**WHAT IS REQUIRED**
Count how many lines in the items below contain the string "glove". Reply with the number only.

**INPUT DATA**
↓

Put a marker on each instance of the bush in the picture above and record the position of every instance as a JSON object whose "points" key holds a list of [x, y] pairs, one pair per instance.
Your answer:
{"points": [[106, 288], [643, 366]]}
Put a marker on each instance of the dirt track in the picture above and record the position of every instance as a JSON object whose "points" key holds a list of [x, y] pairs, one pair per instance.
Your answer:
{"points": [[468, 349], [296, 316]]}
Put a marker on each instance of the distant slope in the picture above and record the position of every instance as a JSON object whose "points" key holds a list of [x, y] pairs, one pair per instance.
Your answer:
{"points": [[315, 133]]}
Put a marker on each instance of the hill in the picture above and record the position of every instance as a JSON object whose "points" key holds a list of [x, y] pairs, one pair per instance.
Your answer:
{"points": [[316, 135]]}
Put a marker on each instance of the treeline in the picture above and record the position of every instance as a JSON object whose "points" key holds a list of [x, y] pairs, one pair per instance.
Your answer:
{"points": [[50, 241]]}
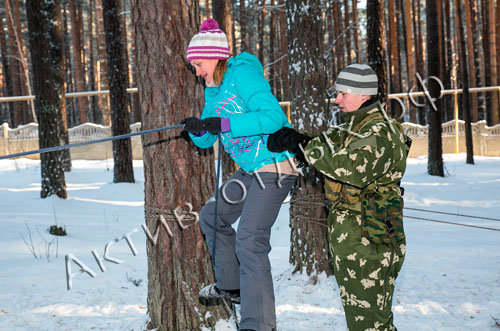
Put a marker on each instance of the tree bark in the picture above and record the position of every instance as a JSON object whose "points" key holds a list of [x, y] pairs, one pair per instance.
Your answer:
{"points": [[6, 73], [117, 77], [356, 30], [285, 84], [221, 12], [394, 49], [175, 173], [465, 82], [478, 58], [376, 44], [77, 62], [347, 22], [435, 157], [493, 115], [308, 214], [410, 53], [470, 57], [95, 113], [102, 72], [56, 50], [47, 101]]}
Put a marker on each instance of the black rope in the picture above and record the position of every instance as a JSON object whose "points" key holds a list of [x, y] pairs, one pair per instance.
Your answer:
{"points": [[446, 222], [97, 141], [453, 214]]}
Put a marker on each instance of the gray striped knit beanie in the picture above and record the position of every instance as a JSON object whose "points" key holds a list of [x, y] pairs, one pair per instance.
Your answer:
{"points": [[210, 43], [357, 79]]}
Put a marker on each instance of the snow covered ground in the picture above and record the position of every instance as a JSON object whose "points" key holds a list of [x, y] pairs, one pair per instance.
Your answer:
{"points": [[450, 279]]}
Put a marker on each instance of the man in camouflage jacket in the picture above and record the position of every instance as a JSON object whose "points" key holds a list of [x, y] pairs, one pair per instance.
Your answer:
{"points": [[363, 160]]}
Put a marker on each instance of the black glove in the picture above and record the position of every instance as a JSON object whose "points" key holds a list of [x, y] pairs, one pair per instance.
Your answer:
{"points": [[196, 126], [287, 139]]}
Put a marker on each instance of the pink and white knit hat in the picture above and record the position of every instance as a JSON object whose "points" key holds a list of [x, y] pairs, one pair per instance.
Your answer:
{"points": [[209, 43]]}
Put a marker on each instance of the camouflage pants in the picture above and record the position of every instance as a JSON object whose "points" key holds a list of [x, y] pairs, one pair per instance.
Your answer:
{"points": [[365, 272]]}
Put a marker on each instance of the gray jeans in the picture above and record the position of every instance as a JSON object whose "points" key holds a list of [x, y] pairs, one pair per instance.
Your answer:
{"points": [[241, 258]]}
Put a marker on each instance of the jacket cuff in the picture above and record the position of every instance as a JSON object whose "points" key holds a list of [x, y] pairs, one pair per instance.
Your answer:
{"points": [[225, 124]]}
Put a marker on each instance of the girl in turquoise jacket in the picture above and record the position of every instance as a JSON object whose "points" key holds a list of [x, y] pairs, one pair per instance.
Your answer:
{"points": [[241, 109]]}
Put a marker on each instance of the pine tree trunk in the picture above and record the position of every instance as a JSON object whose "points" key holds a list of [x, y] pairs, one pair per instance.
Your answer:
{"points": [[47, 101], [376, 44], [77, 62], [435, 157], [491, 61], [356, 30], [56, 49], [448, 68], [410, 53], [102, 72], [347, 22], [24, 81], [95, 114], [175, 173], [394, 49], [14, 65], [470, 58], [6, 72], [117, 77], [308, 214], [221, 12], [465, 81]]}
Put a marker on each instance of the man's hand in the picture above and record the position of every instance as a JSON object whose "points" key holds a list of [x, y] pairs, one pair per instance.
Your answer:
{"points": [[287, 139]]}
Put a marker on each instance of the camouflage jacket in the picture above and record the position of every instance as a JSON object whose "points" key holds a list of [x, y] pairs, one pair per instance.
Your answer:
{"points": [[369, 148]]}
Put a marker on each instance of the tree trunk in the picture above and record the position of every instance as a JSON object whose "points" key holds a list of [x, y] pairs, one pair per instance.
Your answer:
{"points": [[448, 69], [394, 49], [419, 51], [96, 115], [470, 57], [478, 58], [493, 115], [465, 82], [410, 53], [102, 72], [435, 157], [14, 65], [77, 62], [47, 101], [356, 30], [117, 77], [245, 43], [175, 173], [308, 214], [498, 41], [376, 44], [347, 22], [285, 84], [56, 49], [222, 14]]}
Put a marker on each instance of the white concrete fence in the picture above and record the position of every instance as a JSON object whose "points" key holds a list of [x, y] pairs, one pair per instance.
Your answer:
{"points": [[486, 140]]}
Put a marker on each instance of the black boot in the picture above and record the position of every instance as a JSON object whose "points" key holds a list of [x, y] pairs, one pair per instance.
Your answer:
{"points": [[211, 295]]}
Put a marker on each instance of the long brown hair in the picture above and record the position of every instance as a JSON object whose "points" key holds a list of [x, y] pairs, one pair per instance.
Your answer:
{"points": [[220, 70]]}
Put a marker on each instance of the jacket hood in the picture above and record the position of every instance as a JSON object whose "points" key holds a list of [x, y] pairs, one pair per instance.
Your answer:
{"points": [[245, 59]]}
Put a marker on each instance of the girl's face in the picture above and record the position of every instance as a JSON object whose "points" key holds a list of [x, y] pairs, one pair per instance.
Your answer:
{"points": [[205, 68]]}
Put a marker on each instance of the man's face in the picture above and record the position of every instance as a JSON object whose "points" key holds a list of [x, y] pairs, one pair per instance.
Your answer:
{"points": [[205, 68], [348, 102]]}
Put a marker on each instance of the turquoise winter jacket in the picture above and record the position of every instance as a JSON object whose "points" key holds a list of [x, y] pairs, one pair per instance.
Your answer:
{"points": [[254, 113]]}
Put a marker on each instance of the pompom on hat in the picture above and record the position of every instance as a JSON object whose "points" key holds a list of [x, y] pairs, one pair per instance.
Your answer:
{"points": [[210, 43], [357, 79]]}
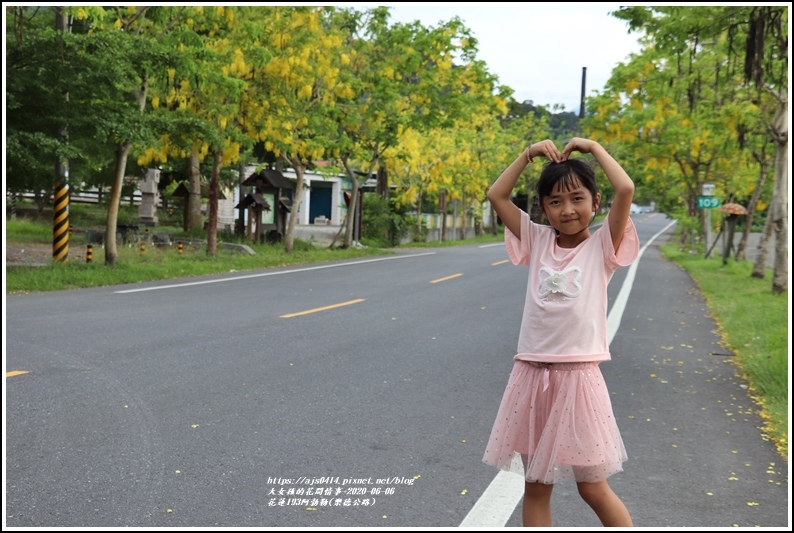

↑

**SOLUTION FOR THIS PROBLEM**
1